Outline labeling records
□ □ □ □ □ □ □
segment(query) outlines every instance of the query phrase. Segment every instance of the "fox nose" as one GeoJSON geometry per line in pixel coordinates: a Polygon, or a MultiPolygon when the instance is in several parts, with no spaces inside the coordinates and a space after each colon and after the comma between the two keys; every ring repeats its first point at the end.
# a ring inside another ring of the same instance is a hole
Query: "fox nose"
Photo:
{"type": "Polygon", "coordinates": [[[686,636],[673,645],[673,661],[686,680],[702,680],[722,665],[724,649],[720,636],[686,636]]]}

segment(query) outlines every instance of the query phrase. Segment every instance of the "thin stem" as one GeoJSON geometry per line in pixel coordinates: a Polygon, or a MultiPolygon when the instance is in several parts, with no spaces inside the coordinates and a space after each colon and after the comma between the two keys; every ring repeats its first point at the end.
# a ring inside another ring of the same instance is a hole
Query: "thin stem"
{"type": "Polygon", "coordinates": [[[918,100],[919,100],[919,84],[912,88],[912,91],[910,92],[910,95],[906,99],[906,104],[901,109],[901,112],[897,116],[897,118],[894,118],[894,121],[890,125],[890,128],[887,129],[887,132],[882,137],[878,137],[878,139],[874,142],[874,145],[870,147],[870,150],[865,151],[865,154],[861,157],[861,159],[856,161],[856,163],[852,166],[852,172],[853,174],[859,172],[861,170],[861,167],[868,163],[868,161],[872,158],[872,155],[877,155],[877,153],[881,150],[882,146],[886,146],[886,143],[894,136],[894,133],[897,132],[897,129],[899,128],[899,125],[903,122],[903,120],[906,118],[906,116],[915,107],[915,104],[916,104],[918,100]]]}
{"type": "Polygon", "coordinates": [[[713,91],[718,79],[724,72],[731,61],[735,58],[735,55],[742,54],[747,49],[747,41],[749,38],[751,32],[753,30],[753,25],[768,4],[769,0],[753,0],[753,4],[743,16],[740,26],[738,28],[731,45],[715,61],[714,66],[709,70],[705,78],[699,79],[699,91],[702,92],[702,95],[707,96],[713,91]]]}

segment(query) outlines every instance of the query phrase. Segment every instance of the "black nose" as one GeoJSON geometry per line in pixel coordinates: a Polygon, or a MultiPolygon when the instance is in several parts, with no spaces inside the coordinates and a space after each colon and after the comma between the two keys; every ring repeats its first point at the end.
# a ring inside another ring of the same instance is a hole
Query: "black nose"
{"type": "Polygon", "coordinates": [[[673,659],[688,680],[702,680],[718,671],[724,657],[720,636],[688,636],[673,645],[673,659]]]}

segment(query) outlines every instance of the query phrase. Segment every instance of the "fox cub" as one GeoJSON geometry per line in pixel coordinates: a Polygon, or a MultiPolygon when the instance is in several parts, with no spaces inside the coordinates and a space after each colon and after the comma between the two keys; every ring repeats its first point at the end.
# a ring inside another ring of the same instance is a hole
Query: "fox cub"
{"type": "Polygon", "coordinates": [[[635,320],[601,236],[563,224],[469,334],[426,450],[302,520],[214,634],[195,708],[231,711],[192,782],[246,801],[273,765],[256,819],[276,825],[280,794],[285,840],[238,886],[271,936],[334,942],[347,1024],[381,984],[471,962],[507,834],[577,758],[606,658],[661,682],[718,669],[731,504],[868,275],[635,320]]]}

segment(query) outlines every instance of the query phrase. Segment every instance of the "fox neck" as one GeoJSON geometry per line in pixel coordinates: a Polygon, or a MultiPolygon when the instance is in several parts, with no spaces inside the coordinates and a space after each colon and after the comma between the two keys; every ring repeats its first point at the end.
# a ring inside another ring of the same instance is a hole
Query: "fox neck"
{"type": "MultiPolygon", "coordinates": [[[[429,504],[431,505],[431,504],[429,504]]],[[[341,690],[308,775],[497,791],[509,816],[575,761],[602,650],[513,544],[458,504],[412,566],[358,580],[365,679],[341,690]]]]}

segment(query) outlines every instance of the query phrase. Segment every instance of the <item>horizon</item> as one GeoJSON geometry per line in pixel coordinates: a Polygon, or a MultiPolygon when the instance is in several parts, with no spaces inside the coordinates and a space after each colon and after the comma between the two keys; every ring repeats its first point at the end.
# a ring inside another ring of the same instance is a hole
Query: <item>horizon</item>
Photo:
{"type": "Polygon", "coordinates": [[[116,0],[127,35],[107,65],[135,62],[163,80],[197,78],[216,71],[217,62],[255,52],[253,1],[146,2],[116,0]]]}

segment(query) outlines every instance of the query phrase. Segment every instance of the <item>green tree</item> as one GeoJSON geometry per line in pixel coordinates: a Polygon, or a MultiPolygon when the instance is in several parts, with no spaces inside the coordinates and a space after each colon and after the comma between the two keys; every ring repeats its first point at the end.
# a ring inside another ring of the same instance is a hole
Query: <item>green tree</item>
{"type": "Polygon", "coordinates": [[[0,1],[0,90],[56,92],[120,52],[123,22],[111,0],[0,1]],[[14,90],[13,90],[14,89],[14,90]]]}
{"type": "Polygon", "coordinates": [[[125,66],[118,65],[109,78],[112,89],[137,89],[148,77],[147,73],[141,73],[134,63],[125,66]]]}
□ □ □ □ □ □ □
- **GIVEN PROBLEM**
Give the complete listing a second time, exactly as it reads.

- **TASK RESPONSE**
segment(query) outlines every instance of the query phrase. Segment every instance of the "fox nose" as one GeoJSON geometry per line in pixel coordinates: a Polygon, or a MultiPolygon when the instance is in several parts, with no spaces inside the coordinates and a space after each colon and after the comma between the two keys; every ring repeats its first point at the end.
# a ring inside another ring of the same instance is a hole
Query: "fox nose"
Photo:
{"type": "Polygon", "coordinates": [[[686,636],[673,645],[673,661],[686,680],[702,680],[722,665],[724,649],[720,636],[686,636]]]}

segment(query) outlines every instance of the query phrase. Segment every instance of the "thin stem" as one GeoJSON geometry per line in pixel coordinates: a Polygon, or a MultiPolygon when the instance is in several parts, with no spaces inside the coordinates and a space after each colon and after the comma between the two keys; every ring repeats its first point at the end.
# a ring inside another ring of the same instance is a hole
Query: "thin stem"
{"type": "Polygon", "coordinates": [[[918,100],[919,100],[919,84],[912,88],[912,91],[910,92],[910,95],[906,99],[906,104],[901,109],[901,112],[897,116],[897,118],[894,118],[894,121],[890,125],[890,128],[887,129],[887,132],[882,137],[878,137],[878,139],[874,142],[874,145],[870,147],[870,150],[865,151],[865,154],[861,157],[861,159],[856,161],[856,163],[852,166],[852,172],[853,174],[859,172],[861,170],[861,167],[868,163],[868,161],[872,158],[872,155],[877,155],[877,153],[881,150],[882,146],[886,146],[886,143],[894,136],[894,133],[897,132],[897,129],[899,128],[899,125],[903,122],[903,120],[906,118],[906,116],[915,107],[915,104],[916,104],[918,100]]]}
{"type": "Polygon", "coordinates": [[[713,91],[718,79],[724,72],[731,61],[735,58],[735,55],[742,54],[747,49],[747,41],[749,38],[751,32],[753,30],[753,25],[768,4],[769,0],[753,0],[753,4],[743,16],[740,26],[738,28],[731,45],[715,61],[714,66],[709,70],[705,78],[699,79],[699,91],[702,92],[702,95],[707,96],[713,91]]]}

segment(query) outlines every instance of the query phrase. Segment every instance of the "black nose" as one GeoJSON geometry per line in pixel coordinates: a Polygon, or a MultiPolygon when the instance is in several parts, with no spaces inside the coordinates and a space after each colon and after the comma between the two keys; every ring repeats its first point at the end.
# a ring inside another ring of the same instance is a hole
Query: "black nose"
{"type": "Polygon", "coordinates": [[[673,659],[688,680],[702,680],[718,671],[724,657],[720,636],[688,636],[673,645],[673,659]]]}

segment(query) outlines every instance of the query phrase. Segment every instance of the "fox cub" as one GeoJSON geometry per line in pixel coordinates: a Polygon, or a MultiPolygon when the instance is in several parts, with no spaces inside the coordinates and a space after each colon and after the comma between the two keys; every ring repeats its first point at the end.
# a ring inside another ring of the same instance is a hole
Query: "fox cub"
{"type": "Polygon", "coordinates": [[[635,320],[601,236],[563,224],[469,334],[426,450],[302,520],[214,634],[195,708],[231,711],[192,782],[246,801],[273,765],[256,819],[276,825],[280,794],[285,840],[238,886],[271,936],[334,942],[347,1024],[381,984],[471,962],[507,834],[577,758],[606,658],[661,682],[718,669],[731,504],[868,275],[635,320]]]}

segment(query) outlines every instance of the query phrase. Segment every instance of the "fox neck" as one GeoJSON geometry per line in pixel coordinates: a Polygon, or a MultiPolygon when the instance is in several parts, with no spaces inside the coordinates and a space after each colon and after the comma between the two keys; every ring repeats its first point at the end.
# a ring inside another ring of the same instance is a hole
Query: "fox neck"
{"type": "MultiPolygon", "coordinates": [[[[429,504],[431,505],[431,504],[429,504]]],[[[341,690],[308,775],[497,791],[509,816],[575,761],[602,650],[513,544],[458,504],[412,566],[358,580],[365,679],[341,690]]]]}

segment(query) outlines every instance of the query phrase. Segment every instance of the <item>horizon</item> as one GeoJSON geometry per line in pixel coordinates: a Polygon, or a MultiPolygon when the instance is in several parts, with no spaces inside the coordinates and a space after each colon and after the comma between the two keys; every ring repeats its first point at the end.
# a ring inside another ring of the same instance is a hole
Query: <item>horizon</item>
Photo:
{"type": "Polygon", "coordinates": [[[116,0],[127,35],[107,65],[135,62],[163,80],[197,78],[216,71],[217,62],[255,52],[253,1],[146,2],[116,0]]]}

segment(query) outlines every instance of the query phrase. Segment every instance of the <item>green tree</item> as one GeoJSON geometry per line in pixel coordinates: a Polygon, or a MultiPolygon when the instance is in several parts, with no spaces inside the coordinates and a space after each colon and after the comma between the two keys; every ring repeats its first point at the end.
# a ring inside another ring of the same instance is a hole
Query: <item>green tree</item>
{"type": "Polygon", "coordinates": [[[0,1],[0,90],[56,92],[120,52],[123,22],[111,0],[0,1]],[[14,90],[13,90],[14,89],[14,90]]]}
{"type": "Polygon", "coordinates": [[[125,66],[118,65],[109,78],[112,89],[137,89],[148,77],[147,73],[141,73],[134,63],[125,66]]]}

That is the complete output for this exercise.